=== WHAT YOU SHOULD DO ===
Reproduce the records that follow exactly as they appear.

Source records:
- - -
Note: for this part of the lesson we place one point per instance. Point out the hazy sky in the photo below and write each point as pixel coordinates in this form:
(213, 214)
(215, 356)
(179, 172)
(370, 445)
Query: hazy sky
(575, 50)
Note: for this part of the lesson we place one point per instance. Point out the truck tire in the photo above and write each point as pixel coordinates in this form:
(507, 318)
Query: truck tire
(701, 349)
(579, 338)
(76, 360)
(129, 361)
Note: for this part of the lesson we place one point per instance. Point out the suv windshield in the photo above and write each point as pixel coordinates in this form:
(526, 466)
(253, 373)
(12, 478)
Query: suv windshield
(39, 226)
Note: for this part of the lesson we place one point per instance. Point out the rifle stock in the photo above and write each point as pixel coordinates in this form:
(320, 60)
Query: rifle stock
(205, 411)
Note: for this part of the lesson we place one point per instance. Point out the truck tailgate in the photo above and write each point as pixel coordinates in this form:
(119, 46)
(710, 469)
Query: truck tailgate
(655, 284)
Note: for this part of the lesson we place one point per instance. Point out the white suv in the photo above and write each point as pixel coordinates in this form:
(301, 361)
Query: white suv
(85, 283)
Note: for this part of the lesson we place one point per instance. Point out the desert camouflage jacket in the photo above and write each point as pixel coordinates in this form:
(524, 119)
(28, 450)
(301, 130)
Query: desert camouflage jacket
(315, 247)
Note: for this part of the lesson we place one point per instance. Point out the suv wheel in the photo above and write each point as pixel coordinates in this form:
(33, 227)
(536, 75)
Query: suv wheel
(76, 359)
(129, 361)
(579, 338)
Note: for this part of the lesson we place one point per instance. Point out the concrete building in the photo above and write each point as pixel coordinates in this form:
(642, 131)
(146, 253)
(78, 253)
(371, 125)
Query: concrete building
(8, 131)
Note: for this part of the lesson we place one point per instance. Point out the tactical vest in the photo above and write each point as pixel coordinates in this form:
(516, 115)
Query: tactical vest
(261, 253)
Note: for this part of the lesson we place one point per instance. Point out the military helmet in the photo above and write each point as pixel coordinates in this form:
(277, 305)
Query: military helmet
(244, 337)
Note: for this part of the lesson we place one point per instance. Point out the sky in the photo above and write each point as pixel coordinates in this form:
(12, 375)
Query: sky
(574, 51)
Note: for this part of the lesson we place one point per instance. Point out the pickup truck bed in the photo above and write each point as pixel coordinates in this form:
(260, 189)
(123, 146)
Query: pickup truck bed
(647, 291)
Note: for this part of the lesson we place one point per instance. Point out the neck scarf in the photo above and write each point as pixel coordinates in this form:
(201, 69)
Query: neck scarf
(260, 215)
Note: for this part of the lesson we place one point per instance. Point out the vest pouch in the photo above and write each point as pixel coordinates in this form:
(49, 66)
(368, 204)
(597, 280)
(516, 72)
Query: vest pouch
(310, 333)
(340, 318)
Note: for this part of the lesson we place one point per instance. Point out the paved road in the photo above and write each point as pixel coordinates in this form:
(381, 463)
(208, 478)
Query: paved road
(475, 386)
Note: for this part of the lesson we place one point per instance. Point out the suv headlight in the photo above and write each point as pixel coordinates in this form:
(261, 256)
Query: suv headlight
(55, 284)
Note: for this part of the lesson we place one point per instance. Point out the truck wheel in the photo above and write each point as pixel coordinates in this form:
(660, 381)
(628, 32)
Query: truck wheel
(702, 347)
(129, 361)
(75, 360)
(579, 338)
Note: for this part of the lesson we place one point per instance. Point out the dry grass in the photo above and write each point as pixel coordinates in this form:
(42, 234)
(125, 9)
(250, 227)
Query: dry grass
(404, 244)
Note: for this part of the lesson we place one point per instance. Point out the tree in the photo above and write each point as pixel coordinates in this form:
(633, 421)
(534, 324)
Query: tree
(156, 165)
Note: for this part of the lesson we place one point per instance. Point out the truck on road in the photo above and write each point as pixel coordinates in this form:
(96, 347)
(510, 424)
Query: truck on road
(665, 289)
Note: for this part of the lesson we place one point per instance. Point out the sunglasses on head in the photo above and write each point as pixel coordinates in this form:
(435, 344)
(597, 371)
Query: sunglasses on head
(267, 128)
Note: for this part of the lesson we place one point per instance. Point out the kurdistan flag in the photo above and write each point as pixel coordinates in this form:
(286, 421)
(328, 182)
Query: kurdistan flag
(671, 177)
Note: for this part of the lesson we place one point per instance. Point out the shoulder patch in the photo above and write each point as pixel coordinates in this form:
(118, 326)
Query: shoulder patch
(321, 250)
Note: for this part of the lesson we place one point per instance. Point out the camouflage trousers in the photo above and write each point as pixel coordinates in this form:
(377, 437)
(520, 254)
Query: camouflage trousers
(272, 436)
- - -
=== ANSWER TO THIS EXERCISE ===
Note: for this part of the lesson we place one point per instance. Point out the hazy sky in the photo below and write each point as pixel coordinates in this form:
(213, 214)
(215, 356)
(179, 172)
(370, 445)
Query: hazy sky
(575, 50)
Note: for this part of the lesson we place one point per instance. Point out the truck tire in the photo above and write each point as pixel coordinates in this form:
(507, 318)
Query: truck tire
(701, 349)
(579, 338)
(76, 360)
(129, 361)
Note: for this part of the lesson we place one point per instance. Point out the suv windshield in the photo above and write each point as pixel coordinates in this form:
(526, 466)
(253, 373)
(12, 478)
Query: suv windshield
(39, 226)
Note: for this part of the lesson we place one point per instance. Point out the rifle stock in the photo above and write each point as pixel coordinates in this form:
(320, 60)
Query: rifle stock
(205, 411)
Note: for this part of the lesson we place one point per instance. Point out the truck tailgate in the photo above and write each point as pixel coordinates in this form:
(119, 46)
(710, 469)
Query: truck tailgate
(655, 284)
Note: for this part of the lesson we place one point per instance. Point out the white suv in the photo above and write each point as pixel coordinates in this form:
(301, 361)
Query: white suv
(85, 283)
Note: for this part of the lesson we place one point per instance. Point out the desert camouflage jacket in the photo above and write each point as pixel coordinates in this form:
(524, 119)
(28, 450)
(301, 130)
Query: desert camouflage jacket
(315, 247)
Note: for this part of the lesson we place one point per instance. Point out the suv wheel in the photo above and write each point as pixel coordinates in this form:
(33, 227)
(536, 75)
Query: suv wheel
(76, 359)
(129, 361)
(579, 338)
Note: for this part of the lesson we place one point per instance. Point out the concrete building in the photo above and write each point as pixel coordinates in this form:
(642, 131)
(146, 253)
(78, 253)
(371, 125)
Query: concrete building
(8, 131)
Note: for this part of the lesson we place one point per instance. Point out the tactical vest in the photo above and write each point as pixel coordinates in this form:
(516, 115)
Query: tactical vest
(261, 253)
Note: for this part of the lesson we place one point per instance. Point out the military helmet in the photo above and write each point as pixel coordinates in this form:
(277, 305)
Query: military helmet
(244, 337)
Note: for this part of the lesson we place one point per instance. Point out the sky in the photo above and write each point as pixel coordinates in this form:
(12, 375)
Query: sky
(574, 51)
Note: for this part of the lesson we place one point per instance. Point out the pickup truck bed in the photo above and write each point as pixel coordinates in this form:
(260, 189)
(123, 146)
Query: pickup truck bed
(647, 291)
Note: for this part of the lesson we place one point per instance. Point out the neck scarf in the photo above and write each point as pixel coordinates in this form:
(201, 69)
Query: neck scarf
(260, 215)
Note: for this part of the lesson we place one point per instance. Point out the vest pouch in the photo above and write each point as pixel coordinates in this form:
(49, 66)
(368, 204)
(597, 280)
(516, 72)
Query: vest pouch
(310, 333)
(340, 318)
Note: for this part of the lesson we place one point per instance. Point out the paved road in the photo above and write each point as pixel coordinates in this form:
(381, 463)
(208, 478)
Query: paved road
(475, 386)
Note: for this part of the lesson we place one point per instance. Point out the suv headlight in the photo above and write each point as pixel coordinates in this form:
(261, 256)
Query: suv headlight
(55, 284)
Note: for this part of the lesson we place one point per instance. Point out the truck wheel in the photo above and write each point as pixel coordinates in this form:
(660, 381)
(628, 32)
Query: truck wheel
(702, 347)
(129, 361)
(75, 360)
(579, 338)
Note: for this part of the lesson we place one point per instance. Point out the dry grass in the photo above and write each point as pixel coordinates in this form:
(42, 234)
(125, 9)
(250, 227)
Query: dry grass
(404, 244)
Note: for this part of the lesson we place one point per instance. Point out the tree in the photo above and write each point as pixel coordinates in this form:
(633, 421)
(534, 324)
Query: tree
(156, 165)
Note: for this part of the lesson we place one point per instance. Point out the truck on road in the photo above and write each point as pixel coordinates in this form:
(96, 347)
(510, 424)
Query: truck on road
(665, 289)
Note: for this part of the lesson we place one point per instance. Point out the sunglasses on head in the photo above and write each point as pixel coordinates in this form:
(435, 344)
(597, 371)
Query: sunglasses on head
(267, 128)
Note: for this part of the lesson we place one point per instance. Point out the kurdistan flag in the photo above and write each point as pixel coordinates in this form:
(286, 421)
(328, 182)
Query: kurdistan flag
(671, 177)
Note: for this part of the lesson we place one point per instance. Point out the shoulder patch in the photo above and write each point as pixel coordinates in this form:
(118, 326)
Query: shoulder patch
(321, 250)
Note: for this part of the lesson we place one point per instance. Point out the camouflage trousers in the photo above and write each point as pixel coordinates in this form:
(377, 437)
(520, 254)
Query: camouflage trousers
(272, 436)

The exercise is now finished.